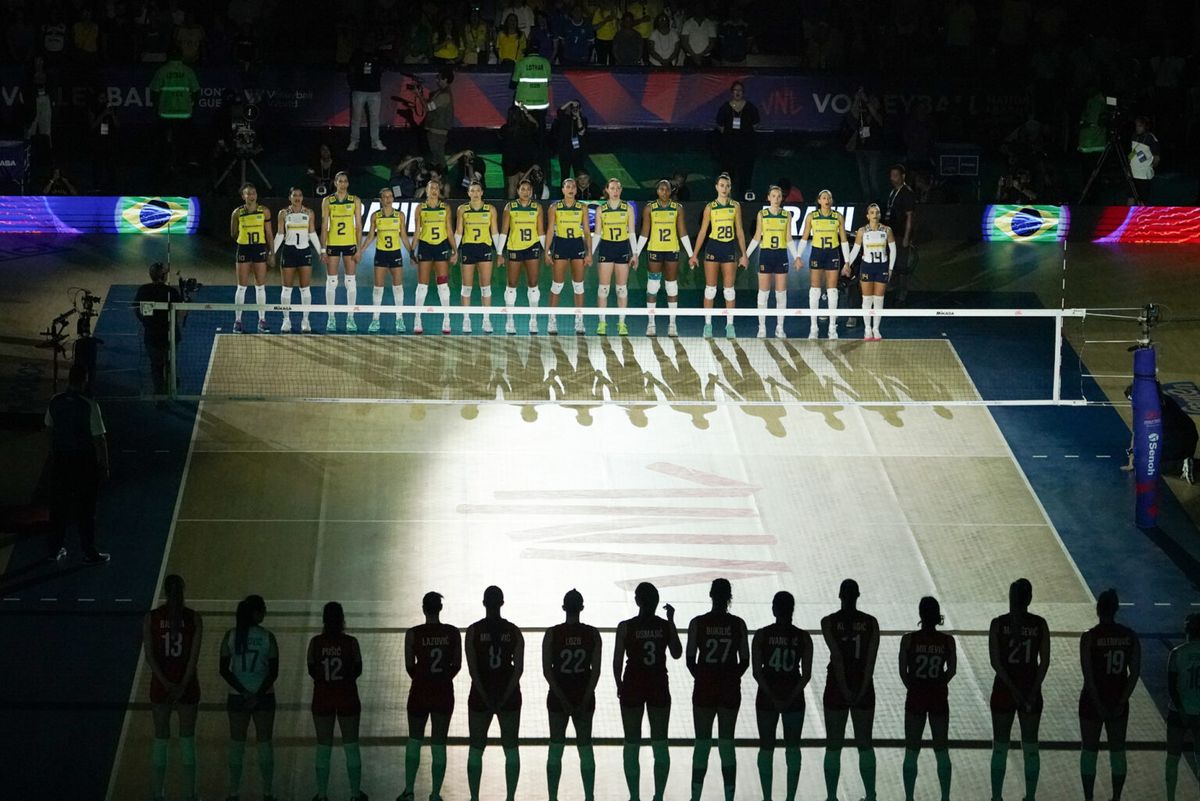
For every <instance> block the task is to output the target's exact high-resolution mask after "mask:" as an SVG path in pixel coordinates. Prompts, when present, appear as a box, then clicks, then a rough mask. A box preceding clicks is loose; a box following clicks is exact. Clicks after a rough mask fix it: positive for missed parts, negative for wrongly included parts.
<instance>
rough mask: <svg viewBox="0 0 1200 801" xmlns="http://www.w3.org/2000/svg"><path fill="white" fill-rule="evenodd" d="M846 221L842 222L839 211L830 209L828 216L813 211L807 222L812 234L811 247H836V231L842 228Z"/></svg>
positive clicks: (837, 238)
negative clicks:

● ● ● ● ● ● ●

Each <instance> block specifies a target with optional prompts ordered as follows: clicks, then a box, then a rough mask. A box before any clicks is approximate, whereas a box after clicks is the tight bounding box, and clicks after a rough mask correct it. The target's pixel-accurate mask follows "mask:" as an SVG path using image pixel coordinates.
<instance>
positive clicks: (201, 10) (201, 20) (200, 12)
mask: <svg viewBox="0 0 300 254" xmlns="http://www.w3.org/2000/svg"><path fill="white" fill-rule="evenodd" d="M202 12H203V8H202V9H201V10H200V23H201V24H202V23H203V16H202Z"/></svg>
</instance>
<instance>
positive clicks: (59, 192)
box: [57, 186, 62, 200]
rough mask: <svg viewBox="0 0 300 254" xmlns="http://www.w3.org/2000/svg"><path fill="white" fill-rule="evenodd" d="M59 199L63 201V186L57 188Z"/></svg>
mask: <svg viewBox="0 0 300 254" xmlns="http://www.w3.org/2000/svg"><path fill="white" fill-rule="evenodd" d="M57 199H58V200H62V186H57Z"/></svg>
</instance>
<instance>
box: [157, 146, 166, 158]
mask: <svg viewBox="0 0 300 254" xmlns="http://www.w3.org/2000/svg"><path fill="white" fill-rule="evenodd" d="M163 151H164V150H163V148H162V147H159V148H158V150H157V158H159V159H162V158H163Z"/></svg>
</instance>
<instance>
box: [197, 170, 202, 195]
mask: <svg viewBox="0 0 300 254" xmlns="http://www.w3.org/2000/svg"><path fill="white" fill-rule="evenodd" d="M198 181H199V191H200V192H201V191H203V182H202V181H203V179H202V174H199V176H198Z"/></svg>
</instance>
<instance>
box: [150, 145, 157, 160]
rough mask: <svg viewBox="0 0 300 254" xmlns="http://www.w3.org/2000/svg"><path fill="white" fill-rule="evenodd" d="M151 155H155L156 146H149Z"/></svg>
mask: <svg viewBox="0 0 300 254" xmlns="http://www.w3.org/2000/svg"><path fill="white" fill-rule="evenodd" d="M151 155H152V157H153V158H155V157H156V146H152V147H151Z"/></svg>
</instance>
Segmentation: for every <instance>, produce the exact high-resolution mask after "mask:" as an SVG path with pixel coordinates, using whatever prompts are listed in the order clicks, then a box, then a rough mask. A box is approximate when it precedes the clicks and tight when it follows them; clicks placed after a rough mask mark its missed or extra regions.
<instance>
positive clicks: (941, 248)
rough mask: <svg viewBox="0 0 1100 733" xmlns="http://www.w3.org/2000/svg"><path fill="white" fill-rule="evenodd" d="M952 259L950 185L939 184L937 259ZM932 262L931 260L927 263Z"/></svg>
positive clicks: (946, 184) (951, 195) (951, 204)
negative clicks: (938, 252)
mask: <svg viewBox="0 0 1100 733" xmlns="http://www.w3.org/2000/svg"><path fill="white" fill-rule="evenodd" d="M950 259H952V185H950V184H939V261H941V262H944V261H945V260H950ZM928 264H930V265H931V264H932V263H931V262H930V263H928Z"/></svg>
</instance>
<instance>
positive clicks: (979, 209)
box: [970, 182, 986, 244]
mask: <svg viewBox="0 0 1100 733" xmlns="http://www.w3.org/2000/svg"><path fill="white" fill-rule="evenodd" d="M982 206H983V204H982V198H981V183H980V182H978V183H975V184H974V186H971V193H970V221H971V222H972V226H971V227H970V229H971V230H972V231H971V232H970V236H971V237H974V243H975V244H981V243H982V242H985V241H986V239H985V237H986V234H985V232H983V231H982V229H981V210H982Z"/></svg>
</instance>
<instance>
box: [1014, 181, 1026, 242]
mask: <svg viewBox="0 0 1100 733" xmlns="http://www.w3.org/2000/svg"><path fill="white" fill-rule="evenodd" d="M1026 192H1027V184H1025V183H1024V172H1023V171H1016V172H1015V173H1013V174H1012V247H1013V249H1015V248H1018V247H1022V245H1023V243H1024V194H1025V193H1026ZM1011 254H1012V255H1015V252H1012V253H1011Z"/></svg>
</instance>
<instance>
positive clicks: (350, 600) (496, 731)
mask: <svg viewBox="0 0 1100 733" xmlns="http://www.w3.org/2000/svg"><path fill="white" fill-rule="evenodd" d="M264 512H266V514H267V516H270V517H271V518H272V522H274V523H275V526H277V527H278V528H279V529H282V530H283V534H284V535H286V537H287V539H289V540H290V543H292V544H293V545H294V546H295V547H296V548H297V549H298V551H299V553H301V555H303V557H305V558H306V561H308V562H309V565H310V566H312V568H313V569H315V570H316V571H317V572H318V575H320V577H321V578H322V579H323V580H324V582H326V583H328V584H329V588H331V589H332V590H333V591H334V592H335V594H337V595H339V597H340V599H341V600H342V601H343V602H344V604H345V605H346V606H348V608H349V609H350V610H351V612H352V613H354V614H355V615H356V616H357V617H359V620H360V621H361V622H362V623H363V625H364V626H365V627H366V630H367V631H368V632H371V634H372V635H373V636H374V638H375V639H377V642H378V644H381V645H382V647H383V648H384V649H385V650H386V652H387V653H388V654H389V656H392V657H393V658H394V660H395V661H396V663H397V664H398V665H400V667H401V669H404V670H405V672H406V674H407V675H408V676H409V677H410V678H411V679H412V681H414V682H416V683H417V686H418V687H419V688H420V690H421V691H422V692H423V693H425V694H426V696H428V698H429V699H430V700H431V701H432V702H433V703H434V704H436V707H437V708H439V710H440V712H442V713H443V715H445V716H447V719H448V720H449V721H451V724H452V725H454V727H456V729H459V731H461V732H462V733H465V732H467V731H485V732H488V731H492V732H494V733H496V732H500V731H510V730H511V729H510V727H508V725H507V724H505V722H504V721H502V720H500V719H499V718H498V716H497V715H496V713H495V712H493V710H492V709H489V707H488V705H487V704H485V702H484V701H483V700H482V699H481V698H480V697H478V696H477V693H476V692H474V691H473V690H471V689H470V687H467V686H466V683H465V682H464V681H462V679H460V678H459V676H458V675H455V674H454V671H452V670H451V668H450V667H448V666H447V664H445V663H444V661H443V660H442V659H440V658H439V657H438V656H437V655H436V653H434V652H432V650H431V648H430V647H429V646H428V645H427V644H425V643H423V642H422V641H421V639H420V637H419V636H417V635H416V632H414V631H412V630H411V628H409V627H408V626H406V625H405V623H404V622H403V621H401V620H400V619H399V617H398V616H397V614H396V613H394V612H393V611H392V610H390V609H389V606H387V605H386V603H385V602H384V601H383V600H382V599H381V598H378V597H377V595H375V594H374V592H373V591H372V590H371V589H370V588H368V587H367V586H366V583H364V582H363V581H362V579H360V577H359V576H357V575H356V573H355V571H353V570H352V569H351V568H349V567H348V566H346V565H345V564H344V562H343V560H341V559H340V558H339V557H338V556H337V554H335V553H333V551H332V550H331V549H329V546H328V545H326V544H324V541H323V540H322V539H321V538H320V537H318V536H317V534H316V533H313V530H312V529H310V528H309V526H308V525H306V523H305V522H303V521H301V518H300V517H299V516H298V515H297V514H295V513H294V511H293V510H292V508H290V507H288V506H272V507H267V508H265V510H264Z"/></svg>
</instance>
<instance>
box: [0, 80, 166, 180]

● ● ● ● ● ● ●

TRY IT:
Pull out every line in the rows above that contains the string "coordinates". Case counts, so match capitals and lowercase letters exactly.

OUTPUT OF THE EXERCISE:
For every <instance> block the task is to output the target's exact high-resolution mask after "mask:" as an SVG path in pixel coordinates. Prompts, when present, appear as a box, then clicks, then a rough mask. A box preceding clicks is loose; a box following clicks is exact. Clicks after a rough mask fix it: positive for missed parts, negative for wrongly included parts.
Each <instance> block specifies a target with optional prompts ordered as follows: clicks, then a box, then a rough mask. A box before any clicks is approximate, whereas a box after clicks is the tight bounding box, and clicks after a rough mask correct it. The target's pixel-accurate mask follows "mask:" as an SVG path using image pixel coordinates.
Segmentation: for every <instance>, produce the exact high-resolution mask after "mask:" as an SVG path with pixel coordinates, using whatever prompts are listed in the order clicks, then a box, then a rough mask. A box is approximate when it precedes the clicks and tight when it follows them; clicks placed after a rough mask mark its missed or extra regions.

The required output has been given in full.